EXERCISE DESCRIPTION:
The lines to extract start at the one containing "the white lane" and end with the last line; give them exactly and nothing more.

ENTRIES SUPPLIED:
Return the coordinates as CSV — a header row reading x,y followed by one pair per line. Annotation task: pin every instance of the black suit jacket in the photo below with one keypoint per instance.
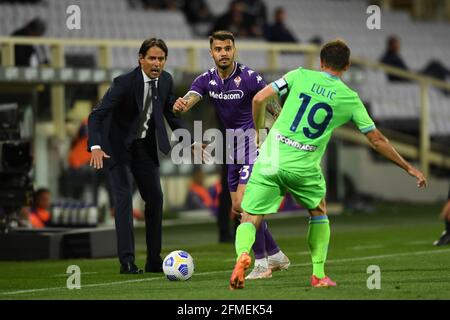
x,y
113,123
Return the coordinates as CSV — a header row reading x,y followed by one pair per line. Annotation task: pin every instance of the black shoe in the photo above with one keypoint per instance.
x,y
443,240
152,267
130,268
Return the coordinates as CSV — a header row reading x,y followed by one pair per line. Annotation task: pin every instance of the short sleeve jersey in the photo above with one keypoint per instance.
x,y
317,103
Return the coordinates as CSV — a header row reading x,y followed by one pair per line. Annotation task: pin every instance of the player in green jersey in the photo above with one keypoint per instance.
x,y
317,103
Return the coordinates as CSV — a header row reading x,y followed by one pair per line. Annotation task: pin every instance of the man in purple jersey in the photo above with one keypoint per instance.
x,y
231,87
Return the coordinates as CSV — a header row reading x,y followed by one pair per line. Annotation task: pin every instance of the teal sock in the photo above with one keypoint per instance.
x,y
245,236
318,240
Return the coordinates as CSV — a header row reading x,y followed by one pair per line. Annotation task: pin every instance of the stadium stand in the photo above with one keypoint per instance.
x,y
115,19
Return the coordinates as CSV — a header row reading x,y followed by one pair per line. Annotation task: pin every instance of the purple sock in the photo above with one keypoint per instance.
x,y
271,245
259,247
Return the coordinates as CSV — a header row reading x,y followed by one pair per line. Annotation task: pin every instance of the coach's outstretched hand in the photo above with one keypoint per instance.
x,y
97,156
421,180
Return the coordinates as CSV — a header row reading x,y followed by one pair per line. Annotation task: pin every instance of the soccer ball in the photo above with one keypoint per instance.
x,y
178,265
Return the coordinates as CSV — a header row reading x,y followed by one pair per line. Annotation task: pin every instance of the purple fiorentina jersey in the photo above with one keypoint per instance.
x,y
232,96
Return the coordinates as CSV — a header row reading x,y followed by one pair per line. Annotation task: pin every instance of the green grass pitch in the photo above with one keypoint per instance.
x,y
397,238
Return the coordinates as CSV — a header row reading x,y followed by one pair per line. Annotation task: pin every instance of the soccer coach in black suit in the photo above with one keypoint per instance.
x,y
127,128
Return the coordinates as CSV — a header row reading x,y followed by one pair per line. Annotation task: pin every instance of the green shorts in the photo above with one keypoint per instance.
x,y
264,192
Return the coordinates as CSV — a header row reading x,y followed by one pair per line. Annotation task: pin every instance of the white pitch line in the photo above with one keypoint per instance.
x,y
227,271
60,275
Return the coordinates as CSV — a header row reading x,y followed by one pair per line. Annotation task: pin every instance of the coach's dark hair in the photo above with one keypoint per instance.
x,y
221,35
335,54
153,42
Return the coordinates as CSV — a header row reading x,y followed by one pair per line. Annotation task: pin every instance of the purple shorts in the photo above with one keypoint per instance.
x,y
238,174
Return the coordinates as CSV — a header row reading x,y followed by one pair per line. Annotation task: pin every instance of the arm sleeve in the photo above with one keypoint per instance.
x,y
111,98
174,121
198,85
361,117
257,83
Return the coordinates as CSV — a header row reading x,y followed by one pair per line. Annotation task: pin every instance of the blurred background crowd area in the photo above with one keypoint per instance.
x,y
413,37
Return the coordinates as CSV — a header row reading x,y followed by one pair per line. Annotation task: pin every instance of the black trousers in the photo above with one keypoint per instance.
x,y
144,167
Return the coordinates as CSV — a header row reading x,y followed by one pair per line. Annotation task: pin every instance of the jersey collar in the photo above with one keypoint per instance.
x,y
231,74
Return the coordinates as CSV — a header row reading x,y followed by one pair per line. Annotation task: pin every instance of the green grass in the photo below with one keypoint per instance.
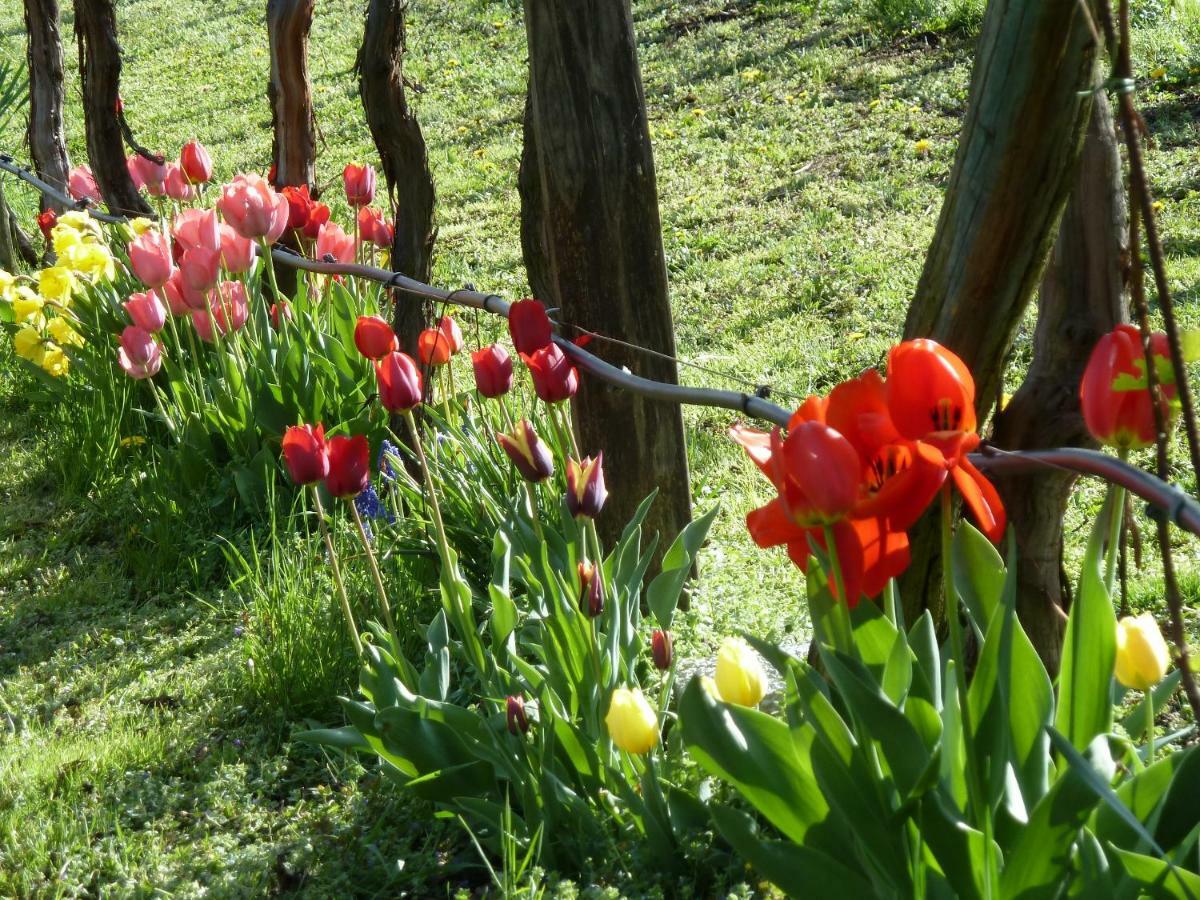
x,y
139,753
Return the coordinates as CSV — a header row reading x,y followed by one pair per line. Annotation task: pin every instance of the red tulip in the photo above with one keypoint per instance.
x,y
196,163
433,347
493,370
375,337
527,453
305,454
400,382
553,376
150,258
147,311
139,354
528,325
349,466
1115,393
359,183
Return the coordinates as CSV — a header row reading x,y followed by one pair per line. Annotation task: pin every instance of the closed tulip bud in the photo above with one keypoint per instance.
x,y
519,724
528,325
375,337
661,649
139,354
349,466
591,591
359,183
555,378
739,675
150,258
493,370
305,454
196,163
1143,658
631,721
400,382
586,491
528,454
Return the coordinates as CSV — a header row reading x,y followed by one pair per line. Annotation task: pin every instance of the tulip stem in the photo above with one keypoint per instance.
x,y
375,571
337,573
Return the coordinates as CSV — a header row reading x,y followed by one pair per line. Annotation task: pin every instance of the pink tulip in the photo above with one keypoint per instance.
x,y
253,209
139,354
237,252
150,258
82,184
198,228
333,241
201,268
175,184
147,311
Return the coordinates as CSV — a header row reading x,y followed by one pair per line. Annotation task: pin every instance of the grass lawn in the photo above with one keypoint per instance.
x,y
801,155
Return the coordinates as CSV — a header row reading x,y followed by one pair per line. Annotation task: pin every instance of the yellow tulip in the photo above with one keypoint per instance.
x,y
1143,658
739,675
633,724
54,361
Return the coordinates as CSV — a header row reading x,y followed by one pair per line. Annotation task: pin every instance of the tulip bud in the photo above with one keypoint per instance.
x,y
519,724
661,649
1143,658
739,675
631,721
591,591
528,454
586,491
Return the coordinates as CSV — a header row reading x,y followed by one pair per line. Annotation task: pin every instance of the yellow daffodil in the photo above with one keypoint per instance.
x,y
631,721
739,675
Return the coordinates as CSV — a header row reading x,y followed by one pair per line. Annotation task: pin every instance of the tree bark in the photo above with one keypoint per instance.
x,y
100,72
47,94
1030,102
1083,297
406,167
597,255
289,91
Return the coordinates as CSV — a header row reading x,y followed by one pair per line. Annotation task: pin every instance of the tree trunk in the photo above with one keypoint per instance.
x,y
100,72
601,263
1031,97
294,149
1083,298
406,166
47,137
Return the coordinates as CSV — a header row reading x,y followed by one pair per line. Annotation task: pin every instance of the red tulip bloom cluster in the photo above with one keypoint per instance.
x,y
1115,391
868,460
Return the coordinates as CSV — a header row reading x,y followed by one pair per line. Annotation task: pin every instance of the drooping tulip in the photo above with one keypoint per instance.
x,y
139,354
151,259
359,183
196,163
375,337
349,466
305,454
555,378
147,311
493,370
631,721
400,382
529,325
1115,393
739,676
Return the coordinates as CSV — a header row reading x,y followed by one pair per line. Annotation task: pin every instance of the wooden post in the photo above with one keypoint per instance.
x,y
593,243
47,137
397,137
1031,97
289,91
1083,297
100,71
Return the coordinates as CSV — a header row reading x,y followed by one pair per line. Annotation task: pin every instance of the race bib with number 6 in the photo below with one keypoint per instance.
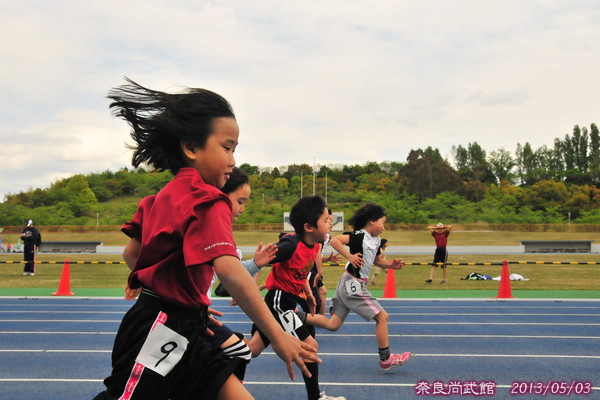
x,y
353,287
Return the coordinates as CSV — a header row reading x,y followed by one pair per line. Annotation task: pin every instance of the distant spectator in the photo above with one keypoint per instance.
x,y
32,239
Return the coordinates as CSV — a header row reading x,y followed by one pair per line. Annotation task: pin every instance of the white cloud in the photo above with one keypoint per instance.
x,y
337,82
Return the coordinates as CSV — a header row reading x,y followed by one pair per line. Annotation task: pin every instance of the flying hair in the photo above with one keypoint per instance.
x,y
160,122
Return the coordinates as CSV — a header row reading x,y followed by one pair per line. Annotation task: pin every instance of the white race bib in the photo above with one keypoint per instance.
x,y
353,287
162,350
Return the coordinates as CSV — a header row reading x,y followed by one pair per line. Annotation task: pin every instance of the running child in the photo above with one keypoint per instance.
x,y
179,237
296,255
351,293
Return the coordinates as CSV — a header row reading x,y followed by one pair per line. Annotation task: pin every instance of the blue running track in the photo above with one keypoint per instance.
x,y
59,349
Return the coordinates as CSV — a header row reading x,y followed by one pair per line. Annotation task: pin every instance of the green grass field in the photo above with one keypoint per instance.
x,y
542,277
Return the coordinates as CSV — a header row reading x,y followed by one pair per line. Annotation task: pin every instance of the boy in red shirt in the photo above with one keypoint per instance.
x,y
440,234
288,281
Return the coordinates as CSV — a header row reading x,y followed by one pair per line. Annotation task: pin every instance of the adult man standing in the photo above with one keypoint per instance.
x,y
440,233
32,240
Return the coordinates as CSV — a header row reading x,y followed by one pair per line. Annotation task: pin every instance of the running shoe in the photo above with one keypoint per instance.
x,y
394,360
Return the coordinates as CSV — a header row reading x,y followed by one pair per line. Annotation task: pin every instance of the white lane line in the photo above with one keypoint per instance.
x,y
266,353
460,336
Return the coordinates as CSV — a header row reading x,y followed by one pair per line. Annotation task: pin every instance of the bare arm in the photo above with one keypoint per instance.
x,y
130,254
339,244
396,263
242,288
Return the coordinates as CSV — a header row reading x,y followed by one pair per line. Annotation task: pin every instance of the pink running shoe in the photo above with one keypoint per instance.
x,y
394,360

CORRECT ANSWER:
Return the coordinates as CSV — a header row reading x,y followed by one pair per line. Annotation task: pin every instance of the white lane line in the photo above with one keypoint per instance.
x,y
266,353
460,336
Return the coordinates as CSV — a header row reading x,y followed by one pair per line. Annotation task: pin every instance of the bare arm in the photo above with one keypoint per instance.
x,y
130,254
339,244
396,263
242,288
Return the coordinates as CSV — a header row reading x,y followed by one pair per line. Annotation task: pin every instance of the pink running shoe in the photo above with one keypoint per instance.
x,y
394,360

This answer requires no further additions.